▸ **Your goal**
Extend the comment thread on Bernoulli numbers and the J-homomorphism, picking up right after its final sentence.

▸ **Document text**
===

Congrats on your retirement! Are you thinking to still have grad students (possibly under the table)? When I was at Princeton there were lots of such students, who for some reason all had Bill Browder as their claimed advisor.

As for the 24 and 240 at the beginning, consider the automorphism groups of those lattices (that’s $D_4$ and $E_8$, right?), fixing the sphere around the origin. Do those groups contain cyclic groups that act simply transitively on the spheres touching the central sphere? If so, what’s the Coxeter-shortest possible generator of such a subgroup?

Also, what happened with the complex Hopf fibration? $\pi_3(S^2) \neq {\mathbb{Z}} {}_6$. Is there a homotopy vs. stable homotopy issue here?

Posted by: Allen Knutson on December 11, 2020 2:08 AM | Permalink | Reply to this

### Re: Bernoulli Numbers and the J-homomorphism

I’ll be allowed to have grad students after I retire. But I quit taking new ones a few years ago, when I had seven. After my two remaining students — Christian William and Jade Master — are done, I want to see what life without students is like. I have three papers with students to finish and I’m trying hard to finish two by the end of this year. I’m looking forward to some freedom, where I feel like I can wake up and do whatever I want.

I plan to travel a bit and talk to good mathematicians when the plague ends. Brendan Fong and David Spivak are trying to set up an institute for applied category theory in the Bay area — the Topos Institute — and I hope to work there. But it may turn out that I need grad students to stay happy. It’ll be interesting to see.

Posted by: John Baez on December 11, 2020 6:40 AM | Permalink | Reply to this

### Re: Bernoulli Numbers and the J-homomorphism

Sounds like a fabulous plan to me 👍

Posted by: bertie on December 11, 2020 10:34 AM | Permalink | Reply to this

### Re: Bernoulli Numbers and the J-homomorphism

Allen wrote:

As for the 24 and 240 at the beginning, consider the automorphism groups of those lattices (that’s $D_4$ and $E_8$, right?), fixing the sphere around the origin.

===

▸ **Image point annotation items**
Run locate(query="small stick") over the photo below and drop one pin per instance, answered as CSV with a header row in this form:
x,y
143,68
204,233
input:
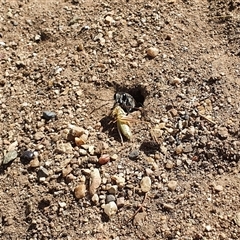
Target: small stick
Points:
x,y
140,207
206,118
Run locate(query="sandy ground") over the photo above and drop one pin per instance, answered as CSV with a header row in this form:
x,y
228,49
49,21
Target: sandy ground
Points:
x,y
65,173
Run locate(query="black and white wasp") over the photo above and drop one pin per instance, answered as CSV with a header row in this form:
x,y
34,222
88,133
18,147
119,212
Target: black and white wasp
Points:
x,y
125,101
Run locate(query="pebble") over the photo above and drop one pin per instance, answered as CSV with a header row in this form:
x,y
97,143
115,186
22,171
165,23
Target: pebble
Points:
x,y
39,135
9,156
120,201
139,219
120,181
81,140
187,148
48,115
152,52
66,171
133,154
64,147
80,190
76,131
62,204
43,172
149,171
146,184
91,149
109,20
82,152
110,209
105,158
172,185
110,198
218,188
113,189
95,181
163,150
12,146
169,164
34,163
27,156
203,139
114,157
208,228
237,218
168,206
179,149
223,133
95,199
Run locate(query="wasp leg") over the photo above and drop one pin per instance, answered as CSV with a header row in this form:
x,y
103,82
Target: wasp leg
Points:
x,y
120,134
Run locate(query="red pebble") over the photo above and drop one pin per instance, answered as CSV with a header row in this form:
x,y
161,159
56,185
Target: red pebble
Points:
x,y
105,158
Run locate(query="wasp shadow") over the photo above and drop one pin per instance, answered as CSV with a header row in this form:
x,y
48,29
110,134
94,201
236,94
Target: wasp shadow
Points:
x,y
149,147
110,126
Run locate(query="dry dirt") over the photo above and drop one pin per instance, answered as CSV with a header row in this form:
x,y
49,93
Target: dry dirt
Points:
x,y
71,57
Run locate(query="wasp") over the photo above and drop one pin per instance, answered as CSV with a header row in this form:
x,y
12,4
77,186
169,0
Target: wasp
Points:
x,y
125,100
123,123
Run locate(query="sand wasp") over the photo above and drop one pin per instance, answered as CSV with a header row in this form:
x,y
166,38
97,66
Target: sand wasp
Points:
x,y
125,100
123,122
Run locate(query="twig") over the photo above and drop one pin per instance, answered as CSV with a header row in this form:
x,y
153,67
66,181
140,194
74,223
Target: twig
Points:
x,y
140,208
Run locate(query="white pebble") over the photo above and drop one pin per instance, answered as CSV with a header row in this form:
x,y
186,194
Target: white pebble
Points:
x,y
110,209
146,184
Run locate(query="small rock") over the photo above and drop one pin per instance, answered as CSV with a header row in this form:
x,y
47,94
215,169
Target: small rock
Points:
x,y
187,148
39,135
172,185
82,152
62,204
27,156
110,209
95,199
34,163
176,81
169,164
114,157
113,189
163,150
208,228
120,201
218,188
109,20
110,198
81,140
179,149
91,149
76,131
9,156
152,52
168,206
64,148
223,133
48,115
237,218
80,190
173,112
105,158
203,139
43,172
139,219
12,146
146,184
149,171
133,154
120,181
95,181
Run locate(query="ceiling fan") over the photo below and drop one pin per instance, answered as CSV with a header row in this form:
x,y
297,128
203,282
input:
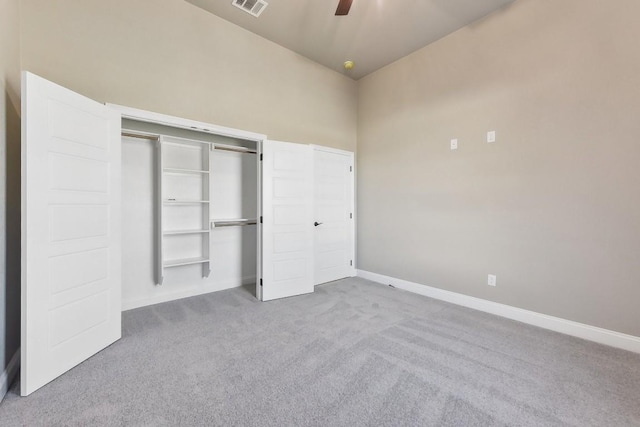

===

▸ **Task answer**
Right. I think in the first case you have a choice between two Weyl groups: $D_4$ and the bigger $F_4$. They give isomorphic lattices, right, both with 24 nonzero vectors of shortest possible length forming the vertices of a 24-cell. Right?

Do those groups contain cyclic groups that act simply transitively on the spheres touching the central sphere?

I’ve thought about things sort of like this, but not quite this. Could this really be possible?

Posted by: John Baez on December 11, 2020 6:58 AM | Permalink | Reply to this

### Re: Bernoulli Numbers and the J-homomorphism

Allen wrote:

Also, what happened with the complex Hopf fibration?

I didn’t talk about that one because it doesn’t work.

$\pi_3(S^2) \ncong {\mathbb{Z}} {}_6$.

Yeah. Of course we should note that also

$\pi_7(S^4) \cong \mathbb{Z} \times \mathbb{Z}_{12} \ncong \mathbb{Z}_{24}$

and

$\pi_{15}(S^8) \cong \mathbb{Z} \times \mathbb{Z}_{120} \ncong \mathbb{Z}_{240}$

It’s just that the quaternionic and octonionic Hopf fibrations give elements of $\pi_7(S^4)$ and $\pi_{15}(S^8)$ which when suspended enough times generate the stable homotopy groups

$\pi_{3}^s \cong \mathbb{Z}_{24}$

and

$\pi_7^s \cong \mathbb{Z}_{240}$

The complex Hopf fibration gives an element of $\pi_3(S^2) \cong \mathbb{Z}$ which when suspended enough gives a generator of the stable homotopy group

$\pi_1^s \cong \mathbb{Z}_2$

But we don’t get $\mathbb{Z}_6$ showing up! My best excuse is that only the stable homotopy groups $\pi^s_{4n-1}$ have a really interesting $\mathrm{im} J$. But that’s just a wild guess.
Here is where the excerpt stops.